PROBLEM TO WORK ON:
In the entries below, find the line with "[(230, 2), (1202, 143), (942, 315)]" and the line with "Spot the lounge". Reproduce those two lines and every line between them exactly, and nothing more.

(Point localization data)
===

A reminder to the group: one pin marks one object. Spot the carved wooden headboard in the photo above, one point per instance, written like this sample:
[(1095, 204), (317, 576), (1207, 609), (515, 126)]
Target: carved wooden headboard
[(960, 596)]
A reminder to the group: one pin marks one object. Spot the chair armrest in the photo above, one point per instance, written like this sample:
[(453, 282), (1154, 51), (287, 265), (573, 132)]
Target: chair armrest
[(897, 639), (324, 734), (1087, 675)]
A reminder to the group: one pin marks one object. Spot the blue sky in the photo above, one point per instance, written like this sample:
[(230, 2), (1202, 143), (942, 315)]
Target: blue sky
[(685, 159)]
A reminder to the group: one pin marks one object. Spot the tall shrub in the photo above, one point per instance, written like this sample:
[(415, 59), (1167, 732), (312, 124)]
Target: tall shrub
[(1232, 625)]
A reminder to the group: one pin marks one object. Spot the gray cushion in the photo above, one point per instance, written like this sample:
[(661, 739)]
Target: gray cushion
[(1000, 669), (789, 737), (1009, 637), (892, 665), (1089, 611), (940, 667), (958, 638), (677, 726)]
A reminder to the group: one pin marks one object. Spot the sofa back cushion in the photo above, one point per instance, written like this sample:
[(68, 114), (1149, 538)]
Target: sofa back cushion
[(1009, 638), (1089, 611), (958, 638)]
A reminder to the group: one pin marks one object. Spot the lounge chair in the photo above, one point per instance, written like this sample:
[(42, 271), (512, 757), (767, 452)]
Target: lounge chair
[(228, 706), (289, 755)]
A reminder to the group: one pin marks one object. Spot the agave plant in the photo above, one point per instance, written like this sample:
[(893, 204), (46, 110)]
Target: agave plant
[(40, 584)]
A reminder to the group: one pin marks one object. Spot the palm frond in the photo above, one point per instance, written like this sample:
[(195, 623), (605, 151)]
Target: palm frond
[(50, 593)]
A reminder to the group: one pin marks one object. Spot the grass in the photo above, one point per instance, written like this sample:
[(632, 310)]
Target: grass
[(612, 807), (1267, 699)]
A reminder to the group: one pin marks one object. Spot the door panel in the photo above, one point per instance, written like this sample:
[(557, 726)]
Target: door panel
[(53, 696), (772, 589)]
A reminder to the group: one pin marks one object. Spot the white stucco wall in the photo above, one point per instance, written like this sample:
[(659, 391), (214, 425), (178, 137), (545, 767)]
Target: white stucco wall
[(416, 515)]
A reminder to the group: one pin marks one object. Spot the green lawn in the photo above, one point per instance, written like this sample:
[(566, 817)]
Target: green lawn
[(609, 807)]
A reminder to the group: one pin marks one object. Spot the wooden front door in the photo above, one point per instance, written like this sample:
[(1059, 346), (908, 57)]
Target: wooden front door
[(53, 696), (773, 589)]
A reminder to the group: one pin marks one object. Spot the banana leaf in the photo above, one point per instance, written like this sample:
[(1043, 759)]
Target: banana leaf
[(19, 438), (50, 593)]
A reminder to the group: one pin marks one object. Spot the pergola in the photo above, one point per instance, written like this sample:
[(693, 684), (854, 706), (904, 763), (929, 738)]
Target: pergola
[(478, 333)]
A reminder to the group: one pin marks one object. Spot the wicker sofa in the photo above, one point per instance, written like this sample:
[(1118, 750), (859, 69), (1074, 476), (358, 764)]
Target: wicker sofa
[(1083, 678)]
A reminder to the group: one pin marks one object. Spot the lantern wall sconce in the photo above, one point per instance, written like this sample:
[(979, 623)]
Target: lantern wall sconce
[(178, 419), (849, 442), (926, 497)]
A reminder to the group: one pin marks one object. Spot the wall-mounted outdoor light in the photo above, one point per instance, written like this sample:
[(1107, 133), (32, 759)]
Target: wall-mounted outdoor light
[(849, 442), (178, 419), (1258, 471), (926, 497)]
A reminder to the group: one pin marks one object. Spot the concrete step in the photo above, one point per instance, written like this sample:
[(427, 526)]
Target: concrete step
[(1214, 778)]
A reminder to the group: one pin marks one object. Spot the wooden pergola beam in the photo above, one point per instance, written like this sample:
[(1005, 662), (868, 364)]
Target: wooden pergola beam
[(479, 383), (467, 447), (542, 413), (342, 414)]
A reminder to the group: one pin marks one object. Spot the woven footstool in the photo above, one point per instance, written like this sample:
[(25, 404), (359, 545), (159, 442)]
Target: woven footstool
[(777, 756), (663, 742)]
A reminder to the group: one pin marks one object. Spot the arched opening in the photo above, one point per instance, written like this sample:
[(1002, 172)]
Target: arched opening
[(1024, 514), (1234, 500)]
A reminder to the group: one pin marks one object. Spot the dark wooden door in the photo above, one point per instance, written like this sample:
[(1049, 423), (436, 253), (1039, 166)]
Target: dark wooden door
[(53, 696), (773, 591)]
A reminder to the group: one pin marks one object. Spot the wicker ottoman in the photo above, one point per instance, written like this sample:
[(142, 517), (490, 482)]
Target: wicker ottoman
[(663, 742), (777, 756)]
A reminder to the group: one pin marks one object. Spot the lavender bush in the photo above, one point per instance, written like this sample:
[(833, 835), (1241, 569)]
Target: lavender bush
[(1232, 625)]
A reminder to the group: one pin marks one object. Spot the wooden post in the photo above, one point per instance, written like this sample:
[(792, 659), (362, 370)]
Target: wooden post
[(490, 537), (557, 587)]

===

OUTPUT OF THE TASK:
[(230, 2), (1202, 143), (942, 315)]
Target: blue sky
[(685, 159)]
A reminder to the group: one pin marks one object. Spot the tall shrub in the photo above, one point per instance, written like this sample:
[(415, 59), (1167, 732), (312, 124)]
Target: tall shrub
[(1232, 625)]
A reminder to the group: one pin marks one object. Spot the gray cushion in the photo above, one point per instance, written like this sample:
[(661, 739)]
Target: gray cushion
[(1000, 669), (789, 737), (1009, 637), (892, 665), (1089, 611), (940, 667), (958, 638), (677, 726)]
A reminder to the group: one pin marks one object. Spot the sofa back cushion in the photo above, one point per instance, written like this sample:
[(68, 114), (1149, 538)]
Target: sofa back cushion
[(1009, 638), (1089, 611), (958, 638)]
A reminder to the group: one pin marks one object. Spot the lounge chair in the photo above, one point per instance, written like this sample:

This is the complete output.